## [Image point grounding data]
BEGIN
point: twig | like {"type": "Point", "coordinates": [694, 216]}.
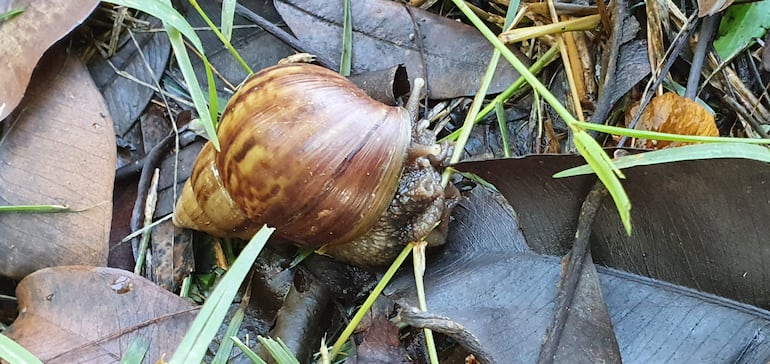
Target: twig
{"type": "Point", "coordinates": [282, 35]}
{"type": "Point", "coordinates": [571, 277]}
{"type": "Point", "coordinates": [151, 161]}
{"type": "Point", "coordinates": [704, 40]}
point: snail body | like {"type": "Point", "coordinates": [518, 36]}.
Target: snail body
{"type": "Point", "coordinates": [307, 152]}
END
## [TASK TO CARRY OUT]
Copy out every line above, word for word, minus images.

## [YOUR SOLUTION]
point: twig | like {"type": "Point", "coordinates": [694, 216]}.
Target: twig
{"type": "Point", "coordinates": [282, 35]}
{"type": "Point", "coordinates": [571, 277]}
{"type": "Point", "coordinates": [151, 161]}
{"type": "Point", "coordinates": [704, 40]}
point: snail body | like {"type": "Point", "coordinates": [518, 36]}.
Target: snail body
{"type": "Point", "coordinates": [307, 152]}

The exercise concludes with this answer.